:: WHAT TO DO ::
• 1. Using the passage on China's yuan policy, answer these questions:
(a) What figure did the world press cite as the extent of the yuan's under-valuation?
(b) Which newspaper reported the Chinese central bank's declaration that "the banks are sitting on too much liquidity," and on what date?
(c) What reserve percentage must commercial banks hold as of September 21st, and what was it before?
• 2. Continue the passage on China's yuan policy, picking up right after its final sentence.

:: SOURCE TEXT ::
····················

To rein in China’s conquest of world markets, the United States and Japan have been pressuring her to raise interest rates and thus strengthen the yuan’s foreign exchange rate. That would slow down Chinese exports. That, however, is what China is determined not to do. From Japan’s brilliant reconstruction after World War II, she learned that a low currency can be the best shooting iron in the trade war, and a means of turning around the Washington Consensus to goose the superpower. With a couple of hundred million reported unemployed and underemployed she feels impelled to conquer foreign markets. Exploiting Washington’s need for Chinese diplomatic backing in the Near East and in North Korea, she has been bargaining successfully to obtain Western technology as the price of access to her vast, potential markets.

China Mentions the Unmentionable

In a most undiplomatic statement the People’s Bank of China responded to a public statement of the US, the EU and Japan suggesting that the exchange value of the yuan be raised. The figure 40% was cited in the world press as the extent of the yuan’s under-valuation. The Wall Street Journal of 25/08 reported the Chinese central bank’s declaration that "the banks are sitting on too much liquidity." It blamed "inappropriate comments on the Chinese yuan exchange rate and unreasonable expectations of the yuan’s appreciation among the international community" for the influx of hot money into China. "The central bank’s comments were unusual both for their vigor and their acknowledgement that it has the tools to absorb foreign currency without having to adjust the value of the yuan."

As a sample of the alternatives open to it, Beijing announced that it will increase the percentage of deposits that commercial banks must hold on reserve to 7% from 6% as of September 21st. This means that Chinese banks will not be able to lend out as high a multiple of their cash reserves as in the past. They will therefore have to call in some of the loans already out. But even more than the strong language, the central bank’s riposte seemed to flaunt the fact that it was applying the very tool that Washington and most Western central banks had renounced. In the early 1990s they proclaimed higher bank overnight rates the sole blunt tool against "inflation." That policy was the very core of the bailout of the their distressed banks in the early nineteen nineties. Up to then governments had financed much of their needs through the central banks on a near-interest-free basis, since almost all the interest paid on their debt held by the central bank reverted to them. Today governments do almost all their financing through the private banks. The interest on government debt held by private banks does not come back to their government. Governments in general and Washington in particular are thus paying many billions in interest on debt that they had previously financed on a virtual interest-free basis.

····················

:: DATA LINES ::
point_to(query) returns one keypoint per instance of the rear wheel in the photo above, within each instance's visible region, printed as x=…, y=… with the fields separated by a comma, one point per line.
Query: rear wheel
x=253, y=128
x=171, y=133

····················

:: ANSWERS IN ORDER ::
• 1.
(a) 40%.
(b) The Wall Street Journal, on 25/08.
(c) 7%, up from 6%.

• 2.
Both the Nazis and the Allies used rates of interest rigged low to finance WWII – in the case of the US somewhere between 2% and 3%. Financing of government loans was done largely at quite nominal rates, and indirectly much of it through central banks. Without that the Allies might not have won, nor could they have carried out the post-war reconstruction with such dispatch.

It would be a tremendous disadvantage for Washington to continue using interest rates as its one blunt tool, while the Chinese followed the American example during WWII and the postwar period. Nor could the Chinese not have been aware of the delicacy of the subject raised in their reply. The chances of the Fed daring to debate the matter publicly are low indeed.

Particularly notable is the detail that even the best-informed commentators in the media, either didn’t know what was involved, or pretended such ignorance. Thus The Wall Street Journal repeatedly spoke of the Chinese requiring that the banks put up more capital reserves with the central bank. That would have been no effective weapon against inflation, since the banks’ capital would include its bad investments. It is cash reserves that are involved.

High time that the West disinterred its own successful record in using its central banks in war and in peace. Of course, we prefer that it be done to make possible a productive, friendly collaboration amongst nations. However, what is likely to cut more ice in the world as it is spun these days is its ghastly relevance to financing wars.